> Work required:
Can you change every "dot" in the records below to "marker" and leave the rest of the records as they are?
>> Begin Task material
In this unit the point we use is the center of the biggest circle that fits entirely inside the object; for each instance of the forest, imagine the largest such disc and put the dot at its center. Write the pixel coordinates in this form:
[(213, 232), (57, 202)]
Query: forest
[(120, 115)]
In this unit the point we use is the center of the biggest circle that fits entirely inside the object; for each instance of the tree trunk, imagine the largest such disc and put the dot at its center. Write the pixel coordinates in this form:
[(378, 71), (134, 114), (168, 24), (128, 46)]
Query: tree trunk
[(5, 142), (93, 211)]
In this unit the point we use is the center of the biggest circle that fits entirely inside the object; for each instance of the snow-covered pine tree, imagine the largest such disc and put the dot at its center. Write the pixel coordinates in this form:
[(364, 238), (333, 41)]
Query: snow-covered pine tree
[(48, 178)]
>> End Task material
> Task solution:
In this unit the point we use is the center of the biggest circle that fits entirely inside the object; for each instance of the forest, imagine the largest such disc and put the marker at its center. Write the pixel coordinates in this form:
[(213, 232), (57, 202)]
Query: forest
[(120, 115)]
In this unit the point we use is the center of the biggest circle that fits entirely inside the object; for each instance of the tree trunk, imagine the largest such disc and put the marker at its center. Write the pixel coordinates in this form:
[(378, 71), (134, 114), (168, 24), (128, 46)]
Query: tree trunk
[(5, 142), (93, 211)]
In this unit the point we use is the center of the biggest circle that fits entirely inside the object; for each instance of the snow-covered pine tree, imagine the largest such disc and put the marker at its center. Write the pixel coordinates in this form:
[(364, 238), (333, 41)]
Query: snow-covered pine tree
[(48, 178)]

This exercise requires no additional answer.